→ Task directions
Starting with the line that contains "of the snow-covered", copy every line through the end of the data below, exactly and with nothing added.

# The records start

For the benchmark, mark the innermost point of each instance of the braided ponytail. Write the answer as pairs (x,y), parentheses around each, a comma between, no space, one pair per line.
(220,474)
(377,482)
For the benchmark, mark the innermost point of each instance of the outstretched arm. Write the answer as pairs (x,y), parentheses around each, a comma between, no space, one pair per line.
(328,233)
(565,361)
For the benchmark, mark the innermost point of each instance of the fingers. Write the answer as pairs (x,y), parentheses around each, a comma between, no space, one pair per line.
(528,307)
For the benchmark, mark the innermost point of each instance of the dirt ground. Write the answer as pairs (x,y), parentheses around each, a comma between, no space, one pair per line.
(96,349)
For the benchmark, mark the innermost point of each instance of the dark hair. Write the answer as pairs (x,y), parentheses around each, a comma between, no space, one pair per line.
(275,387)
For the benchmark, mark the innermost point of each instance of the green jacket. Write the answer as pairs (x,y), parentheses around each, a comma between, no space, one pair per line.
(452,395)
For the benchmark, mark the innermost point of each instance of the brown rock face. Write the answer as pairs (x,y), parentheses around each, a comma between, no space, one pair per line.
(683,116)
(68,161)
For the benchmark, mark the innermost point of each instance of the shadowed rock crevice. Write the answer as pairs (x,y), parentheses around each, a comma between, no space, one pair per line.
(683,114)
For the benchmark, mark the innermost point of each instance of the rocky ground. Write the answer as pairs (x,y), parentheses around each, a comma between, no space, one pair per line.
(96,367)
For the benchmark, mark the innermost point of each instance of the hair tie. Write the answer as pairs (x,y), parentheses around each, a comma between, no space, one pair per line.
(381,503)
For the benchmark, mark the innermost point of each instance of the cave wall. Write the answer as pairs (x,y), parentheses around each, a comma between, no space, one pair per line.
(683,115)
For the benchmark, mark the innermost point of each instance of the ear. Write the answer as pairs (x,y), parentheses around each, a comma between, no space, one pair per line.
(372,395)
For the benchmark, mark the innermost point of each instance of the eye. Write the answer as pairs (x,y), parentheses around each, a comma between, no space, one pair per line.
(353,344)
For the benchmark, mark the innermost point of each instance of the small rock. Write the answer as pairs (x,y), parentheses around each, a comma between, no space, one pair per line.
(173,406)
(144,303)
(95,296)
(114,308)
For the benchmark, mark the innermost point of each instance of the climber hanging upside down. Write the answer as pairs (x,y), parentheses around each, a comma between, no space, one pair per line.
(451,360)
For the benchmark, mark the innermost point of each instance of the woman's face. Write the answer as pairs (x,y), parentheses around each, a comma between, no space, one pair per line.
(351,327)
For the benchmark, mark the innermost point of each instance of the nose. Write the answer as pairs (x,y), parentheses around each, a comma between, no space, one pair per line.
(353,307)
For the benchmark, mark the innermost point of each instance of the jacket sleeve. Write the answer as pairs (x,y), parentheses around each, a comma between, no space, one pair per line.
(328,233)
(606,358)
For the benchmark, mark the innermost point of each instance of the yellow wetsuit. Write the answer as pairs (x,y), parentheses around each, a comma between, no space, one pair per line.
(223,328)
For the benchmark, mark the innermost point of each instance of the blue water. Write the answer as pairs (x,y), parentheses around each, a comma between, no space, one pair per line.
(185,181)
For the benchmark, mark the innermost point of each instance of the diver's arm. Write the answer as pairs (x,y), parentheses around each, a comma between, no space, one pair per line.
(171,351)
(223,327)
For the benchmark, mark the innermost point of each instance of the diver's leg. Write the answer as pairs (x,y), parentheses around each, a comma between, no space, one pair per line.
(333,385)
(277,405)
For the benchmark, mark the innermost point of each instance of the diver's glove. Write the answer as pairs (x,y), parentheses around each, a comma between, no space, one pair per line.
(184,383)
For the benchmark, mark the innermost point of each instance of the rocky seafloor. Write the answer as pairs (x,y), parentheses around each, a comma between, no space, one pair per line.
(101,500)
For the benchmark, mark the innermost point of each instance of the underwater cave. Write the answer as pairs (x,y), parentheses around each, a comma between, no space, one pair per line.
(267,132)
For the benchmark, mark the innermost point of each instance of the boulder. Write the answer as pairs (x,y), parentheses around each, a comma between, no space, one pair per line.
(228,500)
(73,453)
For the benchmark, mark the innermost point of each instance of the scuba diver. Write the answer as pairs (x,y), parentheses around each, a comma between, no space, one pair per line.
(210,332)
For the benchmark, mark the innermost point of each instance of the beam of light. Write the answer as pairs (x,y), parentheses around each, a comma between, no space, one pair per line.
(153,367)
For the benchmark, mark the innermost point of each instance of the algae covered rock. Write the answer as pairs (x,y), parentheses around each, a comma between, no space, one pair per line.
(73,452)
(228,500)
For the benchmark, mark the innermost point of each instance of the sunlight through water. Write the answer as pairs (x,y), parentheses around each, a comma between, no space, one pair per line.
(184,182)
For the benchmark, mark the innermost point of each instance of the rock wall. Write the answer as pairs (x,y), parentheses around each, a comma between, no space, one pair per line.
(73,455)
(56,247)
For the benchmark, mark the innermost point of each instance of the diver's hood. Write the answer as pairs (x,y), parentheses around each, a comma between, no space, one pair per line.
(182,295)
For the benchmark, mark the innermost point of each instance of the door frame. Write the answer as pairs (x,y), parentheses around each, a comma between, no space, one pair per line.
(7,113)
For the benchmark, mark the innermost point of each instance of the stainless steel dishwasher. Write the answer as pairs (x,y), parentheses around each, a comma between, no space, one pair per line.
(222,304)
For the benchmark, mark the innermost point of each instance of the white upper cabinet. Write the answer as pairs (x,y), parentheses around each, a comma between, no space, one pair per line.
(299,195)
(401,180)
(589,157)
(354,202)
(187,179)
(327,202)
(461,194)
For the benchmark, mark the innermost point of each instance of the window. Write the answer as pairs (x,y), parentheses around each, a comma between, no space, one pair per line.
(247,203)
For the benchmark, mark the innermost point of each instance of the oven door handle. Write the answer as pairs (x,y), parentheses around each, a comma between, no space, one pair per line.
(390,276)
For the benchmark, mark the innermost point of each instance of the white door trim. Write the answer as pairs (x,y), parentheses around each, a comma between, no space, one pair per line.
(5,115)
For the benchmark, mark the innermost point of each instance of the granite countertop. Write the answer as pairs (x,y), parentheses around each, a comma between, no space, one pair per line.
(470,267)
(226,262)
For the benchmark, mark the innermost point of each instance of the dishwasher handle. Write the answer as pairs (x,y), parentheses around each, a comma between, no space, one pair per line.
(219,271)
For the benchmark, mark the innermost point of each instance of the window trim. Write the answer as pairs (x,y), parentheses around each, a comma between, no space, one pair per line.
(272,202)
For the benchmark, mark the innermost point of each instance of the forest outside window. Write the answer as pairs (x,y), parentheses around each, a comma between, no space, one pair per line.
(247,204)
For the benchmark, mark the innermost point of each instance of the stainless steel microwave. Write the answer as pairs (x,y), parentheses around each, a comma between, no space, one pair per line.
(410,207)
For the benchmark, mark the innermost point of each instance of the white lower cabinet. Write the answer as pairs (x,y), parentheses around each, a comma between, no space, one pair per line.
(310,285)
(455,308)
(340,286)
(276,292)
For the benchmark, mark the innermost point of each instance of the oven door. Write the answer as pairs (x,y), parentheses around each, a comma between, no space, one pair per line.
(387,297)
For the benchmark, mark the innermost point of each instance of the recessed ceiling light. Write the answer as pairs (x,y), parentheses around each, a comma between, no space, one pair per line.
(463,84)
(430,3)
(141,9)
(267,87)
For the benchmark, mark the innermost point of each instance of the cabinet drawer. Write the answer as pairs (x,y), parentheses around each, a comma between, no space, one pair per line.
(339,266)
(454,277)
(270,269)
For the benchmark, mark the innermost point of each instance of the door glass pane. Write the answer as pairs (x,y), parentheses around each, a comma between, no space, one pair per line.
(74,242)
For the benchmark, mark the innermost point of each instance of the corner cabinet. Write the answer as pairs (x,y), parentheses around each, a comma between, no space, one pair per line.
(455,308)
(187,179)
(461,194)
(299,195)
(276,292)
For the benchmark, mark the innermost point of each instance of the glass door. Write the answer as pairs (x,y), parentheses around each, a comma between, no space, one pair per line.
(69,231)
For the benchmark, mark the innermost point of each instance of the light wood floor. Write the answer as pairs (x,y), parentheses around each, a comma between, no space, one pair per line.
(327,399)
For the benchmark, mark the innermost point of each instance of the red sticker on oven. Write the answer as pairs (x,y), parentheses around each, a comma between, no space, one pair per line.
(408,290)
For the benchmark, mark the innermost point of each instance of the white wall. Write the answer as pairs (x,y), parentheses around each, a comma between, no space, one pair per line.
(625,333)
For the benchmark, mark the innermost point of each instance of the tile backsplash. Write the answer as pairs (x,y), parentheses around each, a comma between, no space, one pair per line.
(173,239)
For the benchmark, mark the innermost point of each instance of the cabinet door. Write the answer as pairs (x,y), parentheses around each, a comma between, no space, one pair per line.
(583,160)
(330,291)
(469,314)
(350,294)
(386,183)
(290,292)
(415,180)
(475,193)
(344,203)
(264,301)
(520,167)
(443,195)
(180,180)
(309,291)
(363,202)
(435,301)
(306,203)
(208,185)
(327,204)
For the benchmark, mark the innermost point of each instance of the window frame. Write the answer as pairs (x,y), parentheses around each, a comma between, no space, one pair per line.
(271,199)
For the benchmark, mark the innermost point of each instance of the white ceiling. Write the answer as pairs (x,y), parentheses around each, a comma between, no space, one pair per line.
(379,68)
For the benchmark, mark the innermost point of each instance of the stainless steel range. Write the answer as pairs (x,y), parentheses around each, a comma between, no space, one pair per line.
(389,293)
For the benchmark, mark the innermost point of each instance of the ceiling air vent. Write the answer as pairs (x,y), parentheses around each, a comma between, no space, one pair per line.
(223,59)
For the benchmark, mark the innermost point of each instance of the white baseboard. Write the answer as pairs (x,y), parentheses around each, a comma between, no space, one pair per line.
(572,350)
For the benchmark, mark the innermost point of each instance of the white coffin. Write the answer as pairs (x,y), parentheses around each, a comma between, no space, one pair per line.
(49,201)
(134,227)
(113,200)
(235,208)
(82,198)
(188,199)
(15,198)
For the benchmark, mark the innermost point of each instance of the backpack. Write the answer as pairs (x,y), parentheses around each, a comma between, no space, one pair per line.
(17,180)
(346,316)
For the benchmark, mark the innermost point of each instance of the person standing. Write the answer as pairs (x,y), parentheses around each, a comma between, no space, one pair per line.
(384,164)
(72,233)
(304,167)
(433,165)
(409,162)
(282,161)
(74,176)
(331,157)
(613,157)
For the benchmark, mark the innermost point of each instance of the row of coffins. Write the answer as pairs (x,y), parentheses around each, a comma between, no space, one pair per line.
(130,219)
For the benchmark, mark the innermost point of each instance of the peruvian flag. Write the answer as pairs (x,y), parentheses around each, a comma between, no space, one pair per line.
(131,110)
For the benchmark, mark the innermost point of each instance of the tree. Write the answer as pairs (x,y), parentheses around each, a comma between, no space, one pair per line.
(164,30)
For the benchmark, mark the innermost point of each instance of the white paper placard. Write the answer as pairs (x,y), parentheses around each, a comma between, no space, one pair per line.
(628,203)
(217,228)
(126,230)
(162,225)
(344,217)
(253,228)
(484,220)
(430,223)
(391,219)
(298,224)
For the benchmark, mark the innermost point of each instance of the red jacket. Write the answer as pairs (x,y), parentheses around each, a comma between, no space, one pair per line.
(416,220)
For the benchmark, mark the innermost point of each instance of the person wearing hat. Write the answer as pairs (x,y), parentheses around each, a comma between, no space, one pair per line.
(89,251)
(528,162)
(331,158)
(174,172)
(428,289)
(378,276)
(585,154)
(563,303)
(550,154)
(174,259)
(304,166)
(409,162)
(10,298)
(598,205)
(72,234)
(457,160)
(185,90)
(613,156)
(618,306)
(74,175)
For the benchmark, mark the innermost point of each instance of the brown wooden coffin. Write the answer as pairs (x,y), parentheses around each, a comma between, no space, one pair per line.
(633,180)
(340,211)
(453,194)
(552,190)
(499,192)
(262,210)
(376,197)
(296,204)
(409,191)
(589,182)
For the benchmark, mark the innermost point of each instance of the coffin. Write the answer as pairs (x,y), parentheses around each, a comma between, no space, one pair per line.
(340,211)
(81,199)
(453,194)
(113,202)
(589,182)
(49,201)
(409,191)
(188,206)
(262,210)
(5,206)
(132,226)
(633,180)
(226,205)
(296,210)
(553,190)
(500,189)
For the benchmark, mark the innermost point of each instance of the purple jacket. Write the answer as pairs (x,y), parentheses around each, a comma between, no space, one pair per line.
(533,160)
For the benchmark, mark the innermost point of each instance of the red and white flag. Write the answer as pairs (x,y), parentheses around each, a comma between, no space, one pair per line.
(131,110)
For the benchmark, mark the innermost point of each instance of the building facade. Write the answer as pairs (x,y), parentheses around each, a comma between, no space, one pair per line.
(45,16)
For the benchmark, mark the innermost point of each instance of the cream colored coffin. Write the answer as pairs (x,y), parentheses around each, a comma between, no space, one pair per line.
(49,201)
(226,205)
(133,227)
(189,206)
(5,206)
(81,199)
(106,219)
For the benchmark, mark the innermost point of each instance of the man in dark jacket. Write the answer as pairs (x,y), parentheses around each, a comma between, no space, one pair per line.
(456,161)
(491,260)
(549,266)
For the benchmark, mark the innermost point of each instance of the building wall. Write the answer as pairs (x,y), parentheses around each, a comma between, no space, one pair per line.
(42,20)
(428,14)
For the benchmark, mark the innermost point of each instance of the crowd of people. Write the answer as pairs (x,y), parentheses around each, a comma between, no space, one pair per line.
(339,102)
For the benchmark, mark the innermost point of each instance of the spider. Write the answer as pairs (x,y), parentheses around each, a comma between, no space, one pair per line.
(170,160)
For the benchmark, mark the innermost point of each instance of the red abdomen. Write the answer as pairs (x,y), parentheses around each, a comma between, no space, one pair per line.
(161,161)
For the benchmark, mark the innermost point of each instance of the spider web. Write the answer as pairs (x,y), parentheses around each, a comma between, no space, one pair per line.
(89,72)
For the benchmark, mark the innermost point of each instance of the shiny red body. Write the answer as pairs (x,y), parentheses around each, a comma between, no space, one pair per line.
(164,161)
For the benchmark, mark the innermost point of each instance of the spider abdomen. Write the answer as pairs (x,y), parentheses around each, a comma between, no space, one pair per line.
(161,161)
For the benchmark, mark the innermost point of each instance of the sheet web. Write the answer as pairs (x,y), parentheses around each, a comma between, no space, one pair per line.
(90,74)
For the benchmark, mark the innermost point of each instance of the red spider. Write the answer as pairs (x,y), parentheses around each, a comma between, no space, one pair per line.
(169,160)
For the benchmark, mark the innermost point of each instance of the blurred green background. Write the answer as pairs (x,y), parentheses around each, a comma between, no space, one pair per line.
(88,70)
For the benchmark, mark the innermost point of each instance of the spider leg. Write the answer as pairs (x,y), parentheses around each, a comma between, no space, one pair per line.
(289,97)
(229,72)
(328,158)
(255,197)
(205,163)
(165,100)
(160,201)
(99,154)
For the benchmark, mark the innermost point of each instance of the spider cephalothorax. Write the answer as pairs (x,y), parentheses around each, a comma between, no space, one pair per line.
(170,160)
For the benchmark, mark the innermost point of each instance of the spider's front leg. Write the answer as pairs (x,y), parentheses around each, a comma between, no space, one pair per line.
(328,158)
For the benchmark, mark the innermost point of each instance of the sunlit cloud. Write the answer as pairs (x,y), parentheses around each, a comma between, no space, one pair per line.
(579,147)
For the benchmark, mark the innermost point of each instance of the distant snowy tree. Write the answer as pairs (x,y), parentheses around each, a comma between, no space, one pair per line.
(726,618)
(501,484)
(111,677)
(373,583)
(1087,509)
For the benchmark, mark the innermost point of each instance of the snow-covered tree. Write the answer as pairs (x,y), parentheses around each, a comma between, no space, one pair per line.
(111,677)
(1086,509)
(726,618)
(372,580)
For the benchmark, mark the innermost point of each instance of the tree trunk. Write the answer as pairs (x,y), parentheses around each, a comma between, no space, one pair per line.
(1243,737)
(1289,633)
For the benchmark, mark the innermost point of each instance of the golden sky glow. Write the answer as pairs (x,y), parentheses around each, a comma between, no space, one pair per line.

# The records end

→ Final answer
For the benchmark, mark the innermost point of each instance of the snow-covered tree. Write the answer as pairs (x,y), parentheses around each, a comma between, no space, one pair per line.
(111,677)
(1086,509)
(726,618)
(372,580)
For the benchmark, mark the innermost point of each instance of the tree trunk. Write the answer as pairs (x,y), parentheses around each, a comma between, no space, one pair per line.
(1243,737)
(1289,633)
For the benchmark, mark the innermost point of each instance of the golden sky glow. Write the answer as pairs (x,y), parentheses around each, a comma between, no space, one pair per line.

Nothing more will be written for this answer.